- [Objetivo do exercício] Continua o excerto sobre os prazos da prisão preventiva logo a seguir à última frase apresentada.

- [Excerto da página]
<<<<

2. Decidindo uma questão de constitucionalidade em tudo idêntica à que é objecto
do presente recurso, o Tribunal Constitucional acordou em “não julgar
inconstitucional a norma constante do artigo 215.º, n.º 1, alínea c), com
referência ao n.º 3, do Código de Processo Penal, na interpretação que considera
relevante, para efeitos de estabelecimento do prazo máximo de duração da prisão
preventiva, a sentença condenatória proferida em 1.ª instância, mesmo que, em
fase de recurso, venha a ser anulada por decisão do Tribunal da Relação”
–Acórdão nº 404/2005, no qual a decisão recorrida fundou o juízo de não
inconstitucionalidade aí formulado.
É a seguinte a fundamentação deste aresto:
«(…) Nas versões anteriores, esse preceito [o artigo 28º, nº 4, da Constituição]
dispunha: “A prisão preventiva, antes e depois da formação da culpa, está
sujeita aos prazos estabelecidos na lei”. A eliminação, em 1997, da expressão
“antes e depois da formação da culpa” foi explicada pelo propósito de eliminar
“conceitos ultrapassados”, como seria o de “prisão sem culpa formada” (José
Magalhães, Dicionário da Revisão Constitucional, Lisboa, 1999, p. 163) ou como
inserida “na lógica das correcções técnicas” do texto anterior (Luís Marques
Guedes, Uma Constituição Moderna para Portugal, Lisboa, 1997, p. 86). No
entanto, a utilização da aludida expressão na versão originária da Constituição
teve o objectivo de impor a cessação da situação então vigente, em que a
legislação processual penal apenas previa prazos máximos de duração para a
prisão sem culpa formada (artigo 308.º do CPP de 1929), não havendo qualquer
limite legalmente fixado para a prisão preventiva com culpa formada, que duraria
(sem prejuízo da eventualidade da sua revogação por reapreciação judicial dos
seus requisitos) até à decisão final (com a soltura do arguido, se absolutória,
ou com passagem a cumprimento de pena, se condenatória), independentemente da
extensão da demora na prolação dessa decisão. Foi com o Decreto‑Lei n.º 377/77,
de 6 de Setembro, que, através de alteração de redacção do artigo 273.º do CPP,
pela primeira vez se estabeleceram limites máximos de duração da prisão
preventiva após a formação da culpa: em regra, dois anos (aumentado para três
anos pelo Decreto‑Lei n.º 402/82, de 23 de Setembro), ou quando a prisão
preventiva igualasse metade da duração máxima da pena correspondente ao crime
mais grave imputado ao arguido, ou, no caso de recurso da duração condenatória,
quando atingisse a duração da pena de prisão fixada na decisão recorrida, sendo
aplicável aquele destes três limites que, no caso concreto, se mostrasse
inferior.

>>>>

(Registos do conjunto de dados de apontamento)
<<<<

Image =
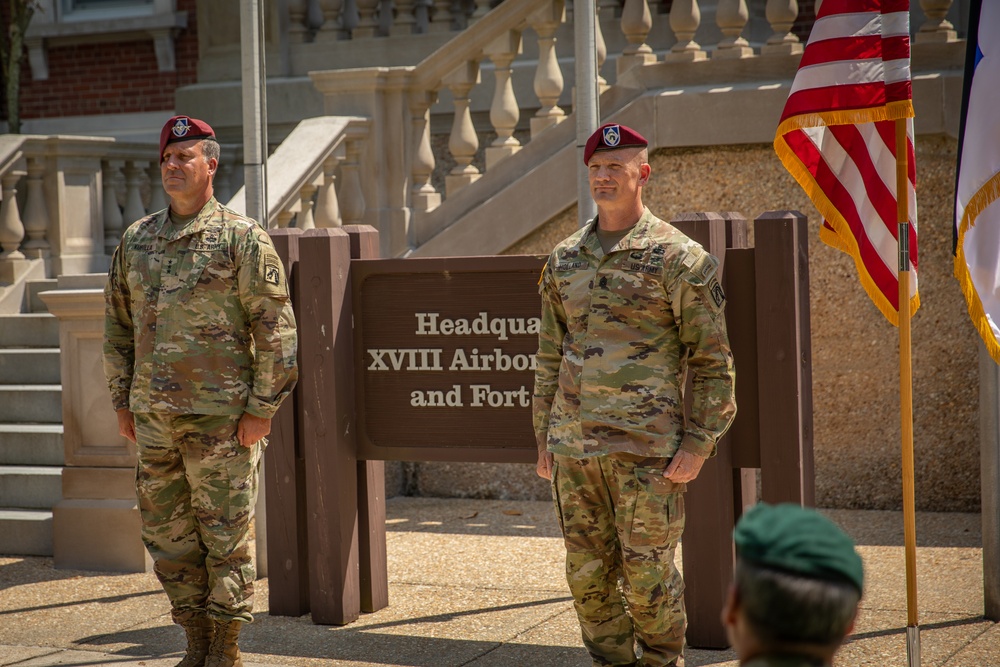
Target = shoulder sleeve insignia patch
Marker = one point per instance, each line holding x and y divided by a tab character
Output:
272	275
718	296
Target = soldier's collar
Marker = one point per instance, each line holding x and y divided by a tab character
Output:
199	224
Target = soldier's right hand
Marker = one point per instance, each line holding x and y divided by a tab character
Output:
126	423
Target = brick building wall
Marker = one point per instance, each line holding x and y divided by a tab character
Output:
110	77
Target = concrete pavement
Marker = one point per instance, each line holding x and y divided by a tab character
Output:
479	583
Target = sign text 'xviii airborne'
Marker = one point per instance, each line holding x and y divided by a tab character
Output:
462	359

>>>>
<<<<

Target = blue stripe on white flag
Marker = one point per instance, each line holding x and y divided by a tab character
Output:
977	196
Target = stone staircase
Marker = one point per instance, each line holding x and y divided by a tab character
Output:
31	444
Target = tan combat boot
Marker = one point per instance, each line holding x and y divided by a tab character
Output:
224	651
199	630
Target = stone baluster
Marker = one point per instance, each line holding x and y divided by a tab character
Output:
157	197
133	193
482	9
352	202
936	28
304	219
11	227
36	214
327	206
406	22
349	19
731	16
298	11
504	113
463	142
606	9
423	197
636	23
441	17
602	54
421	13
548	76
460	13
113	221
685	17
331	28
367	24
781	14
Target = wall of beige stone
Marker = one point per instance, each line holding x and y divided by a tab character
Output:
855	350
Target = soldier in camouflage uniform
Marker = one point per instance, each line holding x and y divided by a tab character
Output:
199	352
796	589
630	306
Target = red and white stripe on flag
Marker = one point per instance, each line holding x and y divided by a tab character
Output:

>>>>

- [Resposta à tarefa]
A Constituição impõe, pois, que a duração da prisão preventiva esteja
preestabelecida na lei, sendo inadmissíveis situações de indeterminação da
duração máxima dessa privação de liberdade. Não fixando a Constituição
directamente esses limites, a delegação dessa tarefa no legislador ordinário não
pode ser vista, porém, como uma remissão em branco. Na verdade, essa norma há‑de
naturalmente ser lida à luz do precedente n.º 2, que proclama a natureza
excepcional da prisão preventiva, aliás em consonância quer com o seu carácter
de restrição do direito fundamental à liberdade, quer com o princípio da
presunção de inocência do arguido. Daqui decorre que o legislador ordinário, no
cumprimento dessa incumbência, está sujeito a um princípio de razoabilidade,
ínsito no princípio da proporcionalidade (artigo 18.º, n.º 2, da CRP), e
próximo do requisito do “prazo razoável” a que alude o n.º 3 do artigo 5.º da
Convenção Europeia dos Direitos do Homem.
J. J. Gomes Canotilho e Vital Moreira (Constituição da República Portuguesa
Anotada, 3.ª edição, Coimbra, 1993, p. 190), em anotação à redacção originária
do preceito, referiam:
“A prisão preventiva não pode deixar de ser temporalmente limitada (n.º 4) e, de
acordo com a sua natureza, estritamente limitada. Antes da formação da culpa,
porque não pode deixar de ser pequeno o tempo em que é tolerável que se
mantenha privado da liberdade quem, sendo embora arguido de um crime, não está
ainda pronunciado ou acusado; depois da formação da culpa, porque mesmo depois
disso se mantém a presunção de inocência, devendo o julgamento ocorrer dentro do
prazo mais curto possível (artigo 32.º, n.º 2), com libertação do acusado ou
início de cumprimento da pena de prisão que haja de cumprir.
É constitucionalmente duvidoso o alargamento dos prazos com base na complexidade
do processo e características dos crimes («processos monstruosos»), mas, de
qualquer modo, impõe‑se aqui a observância estreita do princípio da proibição
do excesso.”
Mais recentemente e reflectindo já a jurisprudência do Tribunal Constitucional
sobre a matéria, Jorge Miranda e Rui Medeiros (Constituição Portuguesa Anotada,
tomo I, Coimbra, 2005, p. 321) assinalam:
“VII – A prisão preventiva está sujeita aos prazos estabelecidos na lei.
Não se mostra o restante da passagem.